* Stated goal
Reproduce the listing below with every "bounding box" changed to "bounding rectangle" and everything else left untouched.

* Records for processing

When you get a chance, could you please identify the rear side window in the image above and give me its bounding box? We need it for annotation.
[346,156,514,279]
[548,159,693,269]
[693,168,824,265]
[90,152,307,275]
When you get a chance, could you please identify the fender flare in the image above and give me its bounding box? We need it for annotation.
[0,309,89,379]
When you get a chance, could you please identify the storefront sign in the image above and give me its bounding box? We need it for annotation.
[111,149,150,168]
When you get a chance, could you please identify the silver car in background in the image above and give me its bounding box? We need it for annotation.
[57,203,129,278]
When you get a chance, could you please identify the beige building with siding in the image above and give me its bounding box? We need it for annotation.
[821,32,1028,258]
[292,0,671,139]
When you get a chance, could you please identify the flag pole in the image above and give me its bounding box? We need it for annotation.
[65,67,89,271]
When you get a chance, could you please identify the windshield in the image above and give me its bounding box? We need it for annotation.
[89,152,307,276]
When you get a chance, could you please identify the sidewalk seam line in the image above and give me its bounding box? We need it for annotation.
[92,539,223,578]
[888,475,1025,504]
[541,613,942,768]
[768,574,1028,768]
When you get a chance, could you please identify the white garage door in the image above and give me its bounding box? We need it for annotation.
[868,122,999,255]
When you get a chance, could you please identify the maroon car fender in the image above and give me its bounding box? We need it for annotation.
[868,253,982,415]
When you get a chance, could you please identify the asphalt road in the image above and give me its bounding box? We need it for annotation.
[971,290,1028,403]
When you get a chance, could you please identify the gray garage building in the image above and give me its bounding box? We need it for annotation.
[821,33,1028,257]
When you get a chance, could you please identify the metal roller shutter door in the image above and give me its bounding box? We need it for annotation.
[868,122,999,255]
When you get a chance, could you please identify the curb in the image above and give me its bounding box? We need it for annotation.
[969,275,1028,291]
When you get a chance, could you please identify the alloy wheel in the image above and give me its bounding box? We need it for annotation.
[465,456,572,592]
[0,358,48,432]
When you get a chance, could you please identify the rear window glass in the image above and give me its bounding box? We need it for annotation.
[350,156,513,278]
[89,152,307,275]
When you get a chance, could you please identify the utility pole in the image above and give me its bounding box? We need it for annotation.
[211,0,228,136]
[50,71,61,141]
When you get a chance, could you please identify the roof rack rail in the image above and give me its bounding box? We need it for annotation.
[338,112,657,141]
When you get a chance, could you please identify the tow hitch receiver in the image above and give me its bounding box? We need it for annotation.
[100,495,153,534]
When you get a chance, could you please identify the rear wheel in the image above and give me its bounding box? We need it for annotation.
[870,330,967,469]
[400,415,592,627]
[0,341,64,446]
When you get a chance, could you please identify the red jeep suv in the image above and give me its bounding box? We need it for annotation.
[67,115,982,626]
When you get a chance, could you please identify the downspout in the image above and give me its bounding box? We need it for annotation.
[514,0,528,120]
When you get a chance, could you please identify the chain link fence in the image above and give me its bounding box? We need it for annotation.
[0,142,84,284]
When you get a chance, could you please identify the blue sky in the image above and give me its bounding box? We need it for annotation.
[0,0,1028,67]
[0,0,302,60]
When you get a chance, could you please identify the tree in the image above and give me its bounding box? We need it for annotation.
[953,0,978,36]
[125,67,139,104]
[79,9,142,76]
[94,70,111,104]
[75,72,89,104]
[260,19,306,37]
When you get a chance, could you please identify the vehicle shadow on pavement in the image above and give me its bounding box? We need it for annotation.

* Exercise answer
When you get a chance, could you please identify the rear side window in the image above and give me its bounding rectangle? We need it for annotation.
[346,156,514,279]
[548,159,693,269]
[693,168,824,265]
[90,152,307,275]
When you get a chance, could you please identify the fender flare in the image above and give me its bounding rectangle? We need it for annotation.
[0,309,89,379]
When you get a chance, could you please identify the storefront sign in the image above and give me its bounding rectangle? We need it for annotation.
[111,149,150,168]
When you get a chance, could you please identify the silver car in background in the image above and give me its bounding rectangle? We need it for annotation.
[57,203,129,278]
When you get a chance, could you please identify the beige building with siding in the image above and give me its bounding rectangle? We need it for annotation.
[821,32,1028,258]
[292,0,671,139]
When you get a chance, could you please identify the flag pole in the image above and give me its bounding rectangle? We need it for annotation.
[65,67,89,271]
When you get a chance, could you please identify the windshield in the image above and give me its bounding rectangle? We need it for annotation.
[89,152,307,276]
When you get a chance, could you please identify the sidewalk seam line in the image above and give me its bounding rectangle? We need it for annotation.
[92,539,223,578]
[888,475,1025,504]
[541,613,942,768]
[768,574,1028,768]
When you get a chance, could you please identify the white garage door in the image above and give me its bounding rectangle? We need it for annotation.
[868,122,999,255]
When you get a chance, could you please identify the maroon car fender in the image above and give me its bounding rectangle? We need it for annotation.
[868,253,982,415]
When you get a chance, could you please identify the asphalt road in the image above and give me its bounding rectangle? We need it for annotation.
[971,290,1028,403]
When you get a chance, could you please identify the gray garage building in the image above and give me its bounding rectangle? We need it for annotation.
[821,33,1028,257]
When you get a chance, could you please identify the metal roller shutter door in the image above and give me its bounding rectangle? We need it for annotation.
[868,122,999,255]
When you get a chance, could you please identify the curb in the image above and give me its bounding rectangle? We need it for annotation.
[969,275,1028,291]
When you get a chance, could you please identify the alloy wheel in the image above and give me its bounding rectangle? We need it for annotation.
[465,456,572,592]
[0,358,48,432]
When you get a chance, could you please identify the rear window glass in the image above and give me its bounding rectangle? We need it for annotation.
[350,156,513,278]
[89,152,307,275]
When you get a chance, could you please identify the utility pole in the image above and give me its bounding rectangle? We need it for annotation.
[211,0,228,136]
[50,71,61,141]
When you get a chance, could you please identify the roof rack rail in the image above and give me its bounding rectangle? We need it for annotation.
[338,112,657,141]
When you get a chance, could you please identify the tow hitch receiver in the image above and give me its bounding rectangle? We need it for annotation.
[100,495,153,534]
When you get a chance, could you please identify the rear wheel in the image above and give me its bounding rectangle? We need it for annotation.
[870,330,967,469]
[400,415,592,627]
[0,341,64,446]
When you get a chance, could you please identify the red jeep suv in the image above and give me its bounding rectangle? We need it for annotation.
[67,115,982,626]
When you get a chance, could you please identify the downspout in the image above and give me its bounding rectangle? We need it for annotation.
[514,0,528,120]
When you get a chance, could you please identify the chain link fence in the image above and give me its bounding rectangle? We need it for annotation.
[0,142,84,284]
When you get a chance, could you please identify the blue sky in the image above and give me its bounding rectangle? We need it for annotation.
[0,0,1028,67]
[0,0,302,60]
When you get a chance, could you please identify the tree in the image above and give me its bounding rectangle? We need it for annotation.
[953,0,978,36]
[125,67,139,104]
[79,9,142,76]
[94,70,111,104]
[75,72,89,104]
[260,19,306,37]
When you get a chance, could you please identify the vehicle shadow on pavement in the image above and give me its bounding rectangle? We need it for annotation.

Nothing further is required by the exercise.